■ **Objective**:
Show every line of the records below that contains the string "background", and note that case counts.

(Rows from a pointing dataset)
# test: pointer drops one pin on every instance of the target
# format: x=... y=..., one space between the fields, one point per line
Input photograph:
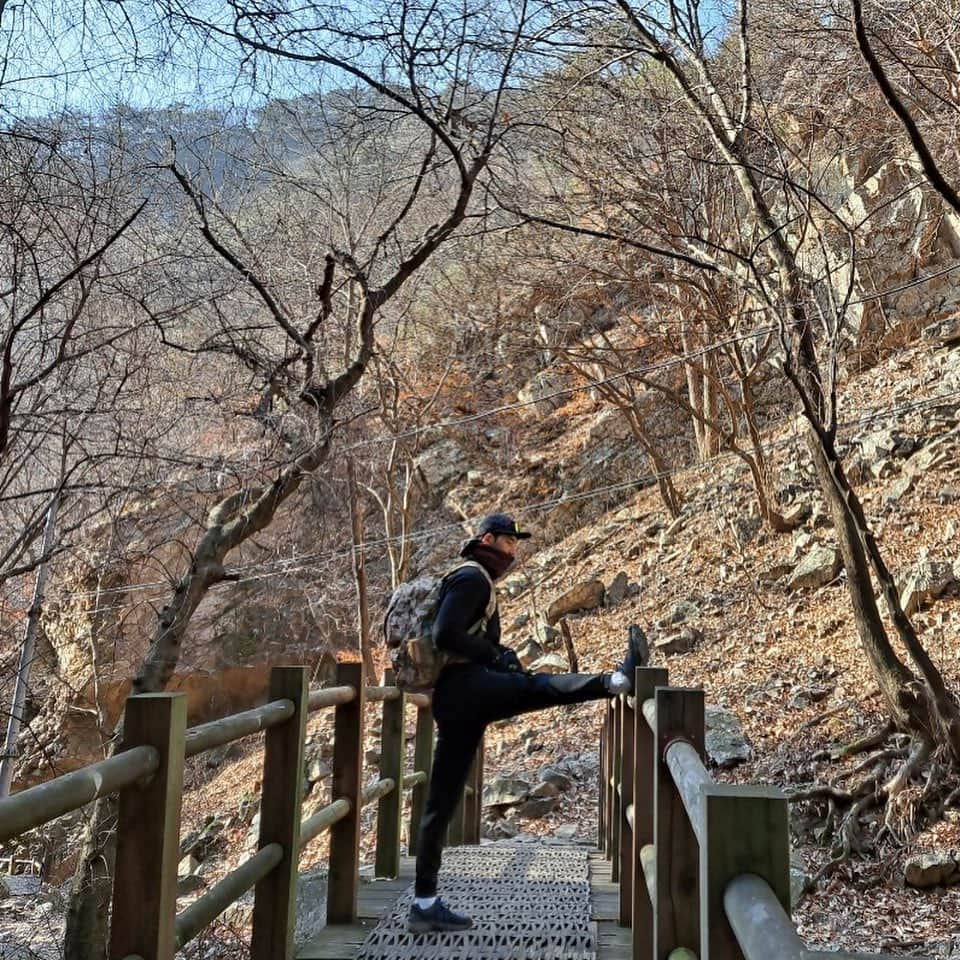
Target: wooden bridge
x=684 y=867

...

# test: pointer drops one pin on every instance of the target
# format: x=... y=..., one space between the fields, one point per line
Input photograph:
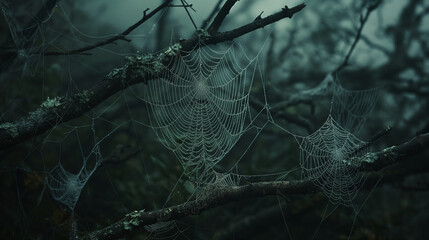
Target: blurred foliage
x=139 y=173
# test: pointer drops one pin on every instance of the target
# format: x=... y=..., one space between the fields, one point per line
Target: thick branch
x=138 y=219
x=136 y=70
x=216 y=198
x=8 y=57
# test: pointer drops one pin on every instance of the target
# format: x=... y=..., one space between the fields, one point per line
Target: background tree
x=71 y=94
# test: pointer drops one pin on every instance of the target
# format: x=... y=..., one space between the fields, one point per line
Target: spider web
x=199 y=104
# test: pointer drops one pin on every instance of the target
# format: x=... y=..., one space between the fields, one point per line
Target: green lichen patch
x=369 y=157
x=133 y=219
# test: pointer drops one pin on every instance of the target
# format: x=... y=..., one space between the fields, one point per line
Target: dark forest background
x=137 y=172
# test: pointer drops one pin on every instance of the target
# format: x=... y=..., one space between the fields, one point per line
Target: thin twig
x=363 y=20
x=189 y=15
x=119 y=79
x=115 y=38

■ **Full output**:
Target: background tree
Target: dark forest background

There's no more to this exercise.